Aim: Copy out all the entries exactly.

------------------------------------------------------------

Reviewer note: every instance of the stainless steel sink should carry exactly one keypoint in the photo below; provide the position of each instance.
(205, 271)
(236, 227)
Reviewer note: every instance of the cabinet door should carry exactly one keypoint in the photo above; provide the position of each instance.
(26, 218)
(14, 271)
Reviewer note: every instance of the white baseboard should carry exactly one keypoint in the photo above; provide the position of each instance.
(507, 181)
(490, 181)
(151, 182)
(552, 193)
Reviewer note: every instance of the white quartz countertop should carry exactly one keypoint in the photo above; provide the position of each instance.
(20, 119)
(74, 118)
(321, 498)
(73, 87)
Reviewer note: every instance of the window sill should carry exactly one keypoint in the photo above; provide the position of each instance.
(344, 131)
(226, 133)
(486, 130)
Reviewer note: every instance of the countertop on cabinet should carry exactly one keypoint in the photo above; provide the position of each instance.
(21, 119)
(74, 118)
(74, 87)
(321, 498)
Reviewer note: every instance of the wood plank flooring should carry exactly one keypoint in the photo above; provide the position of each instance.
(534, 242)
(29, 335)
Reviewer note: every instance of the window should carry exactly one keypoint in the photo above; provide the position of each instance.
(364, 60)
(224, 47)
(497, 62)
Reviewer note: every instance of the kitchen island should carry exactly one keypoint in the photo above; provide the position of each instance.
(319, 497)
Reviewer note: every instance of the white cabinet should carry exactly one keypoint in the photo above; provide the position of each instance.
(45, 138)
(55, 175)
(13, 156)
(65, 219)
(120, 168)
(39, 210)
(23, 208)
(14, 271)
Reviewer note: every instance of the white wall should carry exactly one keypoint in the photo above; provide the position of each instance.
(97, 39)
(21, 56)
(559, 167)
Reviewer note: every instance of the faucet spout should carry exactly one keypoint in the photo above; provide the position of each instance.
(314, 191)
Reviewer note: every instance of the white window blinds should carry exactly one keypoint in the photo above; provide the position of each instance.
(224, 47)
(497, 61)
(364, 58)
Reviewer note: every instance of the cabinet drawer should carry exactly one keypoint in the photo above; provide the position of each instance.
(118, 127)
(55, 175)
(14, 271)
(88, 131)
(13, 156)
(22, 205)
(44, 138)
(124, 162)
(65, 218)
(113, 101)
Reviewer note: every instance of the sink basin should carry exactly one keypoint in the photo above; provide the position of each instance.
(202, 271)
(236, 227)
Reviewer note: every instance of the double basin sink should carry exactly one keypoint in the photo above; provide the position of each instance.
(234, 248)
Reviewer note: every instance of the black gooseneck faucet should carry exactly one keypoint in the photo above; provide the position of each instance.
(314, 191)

------------------------------------------------------------

The output:
Reviewer note: every instance of the stainless steel sink should carry exactly one keypoint in the photo below; provide the position of each instance.
(205, 271)
(236, 227)
Reviewer note: every instance of the cabinet door should carry exactly one keypoint in the photo above; provide the position of each instance.
(26, 218)
(14, 271)
Reviewer note: every instance of the white baseboard should carry exactly one keypoint in the photo above; provide the position of each instance.
(507, 181)
(490, 181)
(151, 182)
(552, 193)
Reviewer note: every instance of the white quartz countertop should carry exactly one keypoint in the photo above; provide the position of each instance.
(20, 119)
(74, 118)
(321, 498)
(73, 87)
Reviewer note: every instance of the window sill should carry exactly one keypoint in the photo above; provide the position of each instance.
(344, 131)
(226, 133)
(486, 130)
Reviewer note: every instance of the countertop on cabinet should carry exactly one keypoint in the photo above; provide the position of each instance.
(21, 119)
(74, 118)
(74, 87)
(321, 498)
Reviewer note: every instance of the wood plank flooring should carry exactly one keypoint in the photo above; provide the position of each instance.
(534, 242)
(29, 335)
Reviewer note: every instance of the window should carry exactly one keypoint in the photo above; provide the position of each instance.
(364, 60)
(224, 47)
(497, 62)
Reviewer note: every instance of the kitchen island should carry exactly one keypoint in the photo above; provide the position of each instance.
(319, 497)
Reviewer note: every instance of the white cabinet should carry exactly one keypoint in the photo above; provide the position of each instance.
(45, 138)
(55, 175)
(13, 156)
(65, 219)
(120, 168)
(39, 210)
(23, 208)
(14, 271)
Reviewer note: every instance of the white wall should carry exactly one keypoint in the photo above; provide the position of each instance.
(97, 39)
(21, 56)
(559, 167)
Reviewer note: every instance of the faucet spout should carry exactly one keypoint in the photo above; provide the position of each instance.
(314, 191)
Reviewer note: every instance of the white window blinds should carry exactly one keypoint in the photo above; provide the position of each instance.
(224, 47)
(497, 61)
(364, 58)
Reviewer note: every instance of the cabinet drawer should carry exactly one keypoint in the photo above; provide the position of each instance.
(118, 127)
(55, 175)
(14, 271)
(88, 131)
(13, 156)
(22, 205)
(44, 138)
(124, 162)
(65, 218)
(113, 101)
Reviewer note: every instance of the sink basin should carry exactly one keypoint in the photo above; provide the position of each instance.
(202, 271)
(236, 227)
Reviewer note: every instance of the double basin sink should carry exactly one keypoint in the photo above; provide the position of each instance.
(234, 248)
Reviewer note: every instance of the black gooseneck faucet should carry exactly one keypoint in the photo above; provide the position of each instance.
(314, 191)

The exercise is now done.